Saved entries:
--*--

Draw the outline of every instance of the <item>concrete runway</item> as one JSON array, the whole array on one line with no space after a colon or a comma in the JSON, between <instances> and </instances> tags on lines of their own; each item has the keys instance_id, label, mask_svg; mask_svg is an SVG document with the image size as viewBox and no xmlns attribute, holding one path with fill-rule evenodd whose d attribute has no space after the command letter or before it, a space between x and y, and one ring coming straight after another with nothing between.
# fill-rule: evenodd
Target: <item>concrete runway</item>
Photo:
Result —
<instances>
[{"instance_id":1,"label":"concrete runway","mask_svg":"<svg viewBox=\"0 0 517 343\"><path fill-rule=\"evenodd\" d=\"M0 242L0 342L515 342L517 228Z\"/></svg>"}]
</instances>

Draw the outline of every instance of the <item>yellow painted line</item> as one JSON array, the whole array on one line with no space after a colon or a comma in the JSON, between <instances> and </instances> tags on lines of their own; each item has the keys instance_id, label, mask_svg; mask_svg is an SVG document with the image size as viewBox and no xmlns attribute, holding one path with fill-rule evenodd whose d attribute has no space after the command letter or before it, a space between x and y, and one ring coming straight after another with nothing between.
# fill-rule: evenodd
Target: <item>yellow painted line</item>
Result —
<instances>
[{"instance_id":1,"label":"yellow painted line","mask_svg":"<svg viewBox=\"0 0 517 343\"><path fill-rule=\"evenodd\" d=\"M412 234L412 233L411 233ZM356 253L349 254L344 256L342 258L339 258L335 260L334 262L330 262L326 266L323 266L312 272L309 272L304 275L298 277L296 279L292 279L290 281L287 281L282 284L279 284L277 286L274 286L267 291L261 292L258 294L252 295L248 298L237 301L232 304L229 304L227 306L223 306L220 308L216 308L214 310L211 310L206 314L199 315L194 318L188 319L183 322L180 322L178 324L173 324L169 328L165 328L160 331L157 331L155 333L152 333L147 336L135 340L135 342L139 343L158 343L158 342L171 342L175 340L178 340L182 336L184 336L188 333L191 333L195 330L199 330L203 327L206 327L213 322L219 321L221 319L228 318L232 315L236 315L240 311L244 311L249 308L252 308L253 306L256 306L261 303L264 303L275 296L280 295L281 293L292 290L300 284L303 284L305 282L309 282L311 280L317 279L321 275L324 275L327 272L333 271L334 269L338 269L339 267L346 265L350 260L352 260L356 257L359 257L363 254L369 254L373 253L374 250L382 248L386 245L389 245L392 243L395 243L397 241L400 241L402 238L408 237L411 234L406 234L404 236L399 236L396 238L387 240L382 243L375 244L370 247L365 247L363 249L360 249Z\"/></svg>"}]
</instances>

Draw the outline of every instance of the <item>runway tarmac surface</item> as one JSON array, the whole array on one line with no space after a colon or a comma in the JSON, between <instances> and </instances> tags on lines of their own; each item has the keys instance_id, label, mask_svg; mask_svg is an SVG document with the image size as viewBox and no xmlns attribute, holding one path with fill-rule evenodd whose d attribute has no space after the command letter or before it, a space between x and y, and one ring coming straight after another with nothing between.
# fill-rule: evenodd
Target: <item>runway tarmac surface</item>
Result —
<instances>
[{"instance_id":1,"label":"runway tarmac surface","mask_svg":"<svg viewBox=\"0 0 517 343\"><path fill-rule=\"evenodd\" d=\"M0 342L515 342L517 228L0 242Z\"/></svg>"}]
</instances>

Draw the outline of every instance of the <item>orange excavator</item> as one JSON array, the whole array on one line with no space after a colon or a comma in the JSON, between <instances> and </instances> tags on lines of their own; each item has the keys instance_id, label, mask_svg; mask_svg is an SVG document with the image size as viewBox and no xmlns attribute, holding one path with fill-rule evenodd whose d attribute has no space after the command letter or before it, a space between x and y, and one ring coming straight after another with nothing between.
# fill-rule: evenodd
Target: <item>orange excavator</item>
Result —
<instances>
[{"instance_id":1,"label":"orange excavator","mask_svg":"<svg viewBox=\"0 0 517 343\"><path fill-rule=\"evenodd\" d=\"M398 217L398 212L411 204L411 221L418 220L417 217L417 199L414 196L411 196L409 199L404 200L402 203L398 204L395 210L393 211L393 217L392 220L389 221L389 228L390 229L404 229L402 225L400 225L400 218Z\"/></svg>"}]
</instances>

--*--

Description of the task:
Convert the listing into a JSON list of strings with one string per line, leaving out blank lines.

Answer for the task:
[
  "Draw the outline of every instance of the <item>concrete runway</item> as one JSON array, the whole array on one line with no space after a colon or a comma in the JSON, between <instances> and </instances> tags on lines of their own; each item has the keys instance_id, label, mask_svg; mask_svg is an SVG document with the image size as viewBox and no xmlns attribute, holding one path with fill-rule evenodd whose d attribute has no space after the command letter or before it, a space between x and y, and one ring coming straight after another with nothing between.",
  "# fill-rule: evenodd",
  "Target: <item>concrete runway</item>",
  "Photo:",
  "Result —",
  "<instances>",
  "[{\"instance_id\":1,\"label\":\"concrete runway\",\"mask_svg\":\"<svg viewBox=\\\"0 0 517 343\\\"><path fill-rule=\\\"evenodd\\\" d=\\\"M0 242L0 342L515 342L517 228Z\\\"/></svg>\"}]",
  "</instances>",
  "Draw the outline of every instance of the <item>yellow painted line</item> as one JSON array, the whole array on one line with no space after a colon or a comma in the JSON, between <instances> and </instances> tags on lines of their own; each item has the keys instance_id, label, mask_svg; mask_svg is an SVG document with the image size as viewBox and no xmlns attribute, holding one path with fill-rule evenodd whose d attribute has no space after the command letter or before it, a space between x and y, and one ring coming straight after another with nothing between.",
  "# fill-rule: evenodd",
  "Target: <item>yellow painted line</item>",
  "Result —",
  "<instances>",
  "[{\"instance_id\":1,\"label\":\"yellow painted line\",\"mask_svg\":\"<svg viewBox=\\\"0 0 517 343\\\"><path fill-rule=\\\"evenodd\\\" d=\\\"M412 234L412 233L411 233ZM356 253L349 254L344 256L342 258L339 258L335 260L334 262L330 262L326 266L323 266L312 272L309 272L304 275L298 277L296 279L292 279L290 281L287 281L282 284L279 284L277 286L274 286L267 291L261 292L258 294L252 295L248 298L237 301L232 304L229 304L227 306L223 306L220 308L216 308L214 310L211 310L206 314L199 315L194 318L188 319L183 322L180 322L178 324L173 324L169 328L165 328L160 331L157 331L155 333L152 333L147 336L135 340L135 342L139 343L158 343L158 342L171 342L175 340L178 340L182 336L184 336L188 333L191 333L195 330L199 330L203 327L206 327L213 322L219 321L221 319L228 318L232 315L236 315L240 311L244 311L249 308L252 308L253 306L256 306L261 303L264 303L275 296L280 295L281 293L292 290L300 284L303 284L305 282L309 282L311 280L317 279L321 275L324 275L327 272L333 271L334 269L338 269L339 267L346 265L350 260L352 260L356 257L359 257L363 254L369 254L373 253L374 250L382 248L386 245L389 245L392 243L395 243L397 241L400 241L402 238L408 237L411 234L406 234L404 236L399 236L396 238L387 240L382 243L375 244L370 247L365 247L363 249L360 249Z\\\"/></svg>\"}]",
  "</instances>",
  "Draw the outline of every instance of the <item>runway tarmac surface</item> as one JSON array, the whole array on one line with no space after a colon or a comma in the JSON, between <instances> and </instances> tags on lines of their own; each item has the keys instance_id, label, mask_svg; mask_svg is an SVG document with the image size as viewBox and no xmlns attribute, holding one path with fill-rule evenodd whose d attribute has no space after the command letter or before it, a space between x and y, and one ring coming straight after another with nothing between.",
  "# fill-rule: evenodd",
  "Target: <item>runway tarmac surface</item>",
  "Result —",
  "<instances>",
  "[{\"instance_id\":1,\"label\":\"runway tarmac surface\",\"mask_svg\":\"<svg viewBox=\\\"0 0 517 343\\\"><path fill-rule=\\\"evenodd\\\" d=\\\"M0 342L515 342L517 228L0 242Z\\\"/></svg>\"}]",
  "</instances>",
  "Draw the outline of every instance of the <item>orange excavator</item> as one JSON array, the whole array on one line with no space after a colon or a comma in the JSON, between <instances> and </instances> tags on lines of their own; each item has the keys instance_id, label, mask_svg; mask_svg is an SVG document with the image size as viewBox and no xmlns attribute, holding one path with fill-rule evenodd whose d attribute has no space after the command letter or before it, a space between x and y, and one ring coming straight after another with nothing between.",
  "# fill-rule: evenodd",
  "Target: <item>orange excavator</item>",
  "Result —",
  "<instances>",
  "[{\"instance_id\":1,\"label\":\"orange excavator\",\"mask_svg\":\"<svg viewBox=\\\"0 0 517 343\\\"><path fill-rule=\\\"evenodd\\\" d=\\\"M398 217L398 212L411 204L411 221L418 220L417 217L417 199L414 196L411 196L409 199L404 200L402 203L398 204L395 210L393 211L393 217L392 220L389 221L389 228L390 229L404 229L402 225L400 225L400 218Z\\\"/></svg>\"}]",
  "</instances>"
]